I have been wondering when I would start to feel aged out of the tech industry… gosh is it here already?


I don't know if it is but I'm certainly glad I left tech a long time ago...


The ultimate purpose of AI is indeed to remove cognitive autonomy. Little pieces here and there may seem empowering, but added all up, it pretty much takes control away from people.


Bingo. This is a drive to go back to the good old days of leasing mainframes, before the peasants got their grubby hands on the means of computation.


Companies shouldn't ever be allowed to be so wealthy or powerful. This sort of power allows them to bypass legal regulations, squash small companies (something MS has been doing for a long time), force technology on people faster than they can react (think of the average clueless user that will just use anything MS puts on Windows), and create a true state of anti-competition (what kind of small company can compete with MS and not be bought out).

The only reason why they do exist is because the people with the money are the people with the power.


> Companies shouldn't ever be allowed to be so wealthy or powerful.

I see MS as a US gov approved monopoly. I didn't check their SEC filings, but I suspect that US gov is a number one buyer, while various EU countries combined make number two. That's a coercion to me, not software business.


I would agree with that. And if that is so, it makes it even more apparent how broken our system is. The United States after all was built on decent values but without mechanisms to safeguard the average American from the interplay and long-term effects of very advanced technology interacting with the free market economy.


I wonder if a more-organized democracy would buy them out and make them state-owned.

Terms like

- You won, Windows is very popular, we are going to buy it and open source it, no more ads, no more opt-out telemetry

- Same with Office

- Same with Github

- Maybe they can keep running Azure, since it's unpopular

- XBox and Kinect and all the hardware stuff can stay private since it's not a monopoly and not de-facto public infrastructure

I wish I could live to see government that is both good and powerful, you know


I would think so, given how important (whether we at HN like it or not) their stack has become, it's basically critical infrastructure at this point for a lot of industries.

I think I could see that happening to several companies, not just MS as well - once something gets so huge that it would be detrimental to the survival of a nation if it failed, it gets nationalized.

DATA FOR ANALYSIS

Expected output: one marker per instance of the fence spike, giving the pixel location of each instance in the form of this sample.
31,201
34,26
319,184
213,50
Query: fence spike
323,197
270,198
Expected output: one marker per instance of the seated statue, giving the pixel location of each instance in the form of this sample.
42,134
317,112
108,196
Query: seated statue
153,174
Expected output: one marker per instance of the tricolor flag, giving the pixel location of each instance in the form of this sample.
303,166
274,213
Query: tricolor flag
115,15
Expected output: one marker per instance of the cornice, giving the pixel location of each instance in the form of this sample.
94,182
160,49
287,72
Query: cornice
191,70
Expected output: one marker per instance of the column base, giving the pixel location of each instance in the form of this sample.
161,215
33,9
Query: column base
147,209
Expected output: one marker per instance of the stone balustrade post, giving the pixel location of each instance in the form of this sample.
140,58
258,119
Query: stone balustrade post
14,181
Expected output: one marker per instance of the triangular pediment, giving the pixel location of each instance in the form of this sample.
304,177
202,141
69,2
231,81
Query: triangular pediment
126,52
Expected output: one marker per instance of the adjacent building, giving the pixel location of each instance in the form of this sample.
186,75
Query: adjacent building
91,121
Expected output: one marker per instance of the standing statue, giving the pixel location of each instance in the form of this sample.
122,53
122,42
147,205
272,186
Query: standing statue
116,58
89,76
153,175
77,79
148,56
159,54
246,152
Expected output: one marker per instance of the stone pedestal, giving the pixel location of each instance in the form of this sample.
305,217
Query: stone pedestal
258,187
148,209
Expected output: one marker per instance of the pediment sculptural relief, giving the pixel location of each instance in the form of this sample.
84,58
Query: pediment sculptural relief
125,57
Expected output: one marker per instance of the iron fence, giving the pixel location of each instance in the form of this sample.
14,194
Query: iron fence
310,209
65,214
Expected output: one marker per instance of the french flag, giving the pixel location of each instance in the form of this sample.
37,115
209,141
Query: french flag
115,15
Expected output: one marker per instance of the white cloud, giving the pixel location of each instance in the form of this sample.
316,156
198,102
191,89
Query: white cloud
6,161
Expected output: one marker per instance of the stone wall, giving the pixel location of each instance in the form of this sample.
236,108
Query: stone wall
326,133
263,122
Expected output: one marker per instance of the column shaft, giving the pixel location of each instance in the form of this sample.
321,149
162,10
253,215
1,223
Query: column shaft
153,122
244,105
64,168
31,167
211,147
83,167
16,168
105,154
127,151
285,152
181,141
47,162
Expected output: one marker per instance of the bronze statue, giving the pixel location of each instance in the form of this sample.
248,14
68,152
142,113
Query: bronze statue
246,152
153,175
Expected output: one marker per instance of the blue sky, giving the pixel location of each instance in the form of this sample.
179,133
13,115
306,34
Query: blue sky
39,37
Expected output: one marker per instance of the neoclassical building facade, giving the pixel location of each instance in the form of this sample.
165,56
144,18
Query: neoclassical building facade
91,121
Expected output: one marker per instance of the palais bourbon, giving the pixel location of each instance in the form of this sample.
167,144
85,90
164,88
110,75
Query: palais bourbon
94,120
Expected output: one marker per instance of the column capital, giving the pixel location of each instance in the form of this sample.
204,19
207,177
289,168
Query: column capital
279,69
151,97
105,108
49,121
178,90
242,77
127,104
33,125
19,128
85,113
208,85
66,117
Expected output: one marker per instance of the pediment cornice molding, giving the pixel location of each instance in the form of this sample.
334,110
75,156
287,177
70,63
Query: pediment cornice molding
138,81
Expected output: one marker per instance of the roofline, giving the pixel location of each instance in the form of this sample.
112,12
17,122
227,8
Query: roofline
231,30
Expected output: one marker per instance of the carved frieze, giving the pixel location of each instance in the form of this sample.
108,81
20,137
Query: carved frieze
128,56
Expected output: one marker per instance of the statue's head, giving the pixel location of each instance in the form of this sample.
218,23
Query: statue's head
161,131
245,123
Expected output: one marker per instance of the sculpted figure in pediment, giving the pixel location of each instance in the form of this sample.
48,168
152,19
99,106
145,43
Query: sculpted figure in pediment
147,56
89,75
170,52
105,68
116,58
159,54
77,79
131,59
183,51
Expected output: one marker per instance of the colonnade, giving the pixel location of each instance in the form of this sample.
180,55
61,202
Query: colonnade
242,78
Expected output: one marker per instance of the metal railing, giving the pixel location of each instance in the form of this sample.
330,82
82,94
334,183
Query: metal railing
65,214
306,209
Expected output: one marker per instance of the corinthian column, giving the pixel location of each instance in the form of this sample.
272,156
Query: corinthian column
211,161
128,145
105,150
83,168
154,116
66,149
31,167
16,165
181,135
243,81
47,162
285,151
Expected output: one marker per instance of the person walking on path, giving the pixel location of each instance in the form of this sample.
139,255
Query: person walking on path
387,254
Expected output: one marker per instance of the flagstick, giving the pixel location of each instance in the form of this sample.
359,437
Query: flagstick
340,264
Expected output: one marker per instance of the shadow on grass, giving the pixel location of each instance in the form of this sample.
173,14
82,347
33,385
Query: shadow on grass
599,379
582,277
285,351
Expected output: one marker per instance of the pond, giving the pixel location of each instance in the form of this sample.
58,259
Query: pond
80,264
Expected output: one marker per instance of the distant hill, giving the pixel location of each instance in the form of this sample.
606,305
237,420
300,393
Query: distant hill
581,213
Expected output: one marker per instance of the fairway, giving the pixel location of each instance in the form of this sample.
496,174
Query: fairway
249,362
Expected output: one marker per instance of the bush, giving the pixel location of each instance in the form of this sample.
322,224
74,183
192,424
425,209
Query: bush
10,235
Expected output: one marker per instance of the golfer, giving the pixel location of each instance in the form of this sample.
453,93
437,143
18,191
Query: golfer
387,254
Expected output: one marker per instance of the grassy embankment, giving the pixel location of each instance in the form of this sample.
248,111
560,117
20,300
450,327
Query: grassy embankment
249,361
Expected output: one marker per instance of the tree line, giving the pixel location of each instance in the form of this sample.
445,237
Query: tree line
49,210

WHAT TO WORK ON
1. From the comment thread on Microsoft's power, extract the passage that opens with the words containing "- XBox and Kinect" and closes with "lot of industries.", copying it word for word.
2. Continue the comment thread about Microsoft's power from its last comment.

OUTPUTS FOR THE TASKS
1.
- XBox and Kinect and all the hardware stuff can stay private since it's not a monopoly and not de-facto public infrastructure

I wish I could live to see government that is both good and powerful, you know


I would think so, given how important (whether we at HN like it or not) their stack has become, it's basically critical infrastructure at this point for a lot of industries.

2.
> - Maybe they can keep running Azure, since it's unpopular

That I'm not sure about though. Azure is unpopular with SaaS, but it's increasingly popular with non-tech enterprises, as well as basically anyone that remotely competes with Amazon. Good chance that if a company's core product isn't SaaS, they are on Azure.


There's no such thing as a large bureaucratic organization that is "good". The larger the scale, the less morality enters into the picture at all.

Making large companies state-owned wouldn't preclude them from being monopolies, it just changes who's in charge of monopoly abuse. With state-owned monopolies you end up with something more like USSR.

No, OP is right: this much concentrated power just shouldn't be allowed, period.


I disagree. The EU one of the largest and most bureaucratic organisations in the world and while they often make dumb laws - especially around technology - it's usually at least with the intent of making things better for people.

State owned monopolies really only make sense for natural monopolies (e.g. transport and communications infrastructure), and I wouldn't really count desktop operating systems as that. Windows is a monopoly due to extremely strong network effects.


That sounds like a good partial solution. Unfortunately, it's easier for governments to use tax dollars to expand, create more comfortable positions for federal civil servants, and watch the money roll in.


> We build ChatGPT to help you thrive in all the ways you want.

Wrong, you're building it to profit of the loss of others. Thriving doesn't mean efficiency, it means enjoying tasks in a mindful way.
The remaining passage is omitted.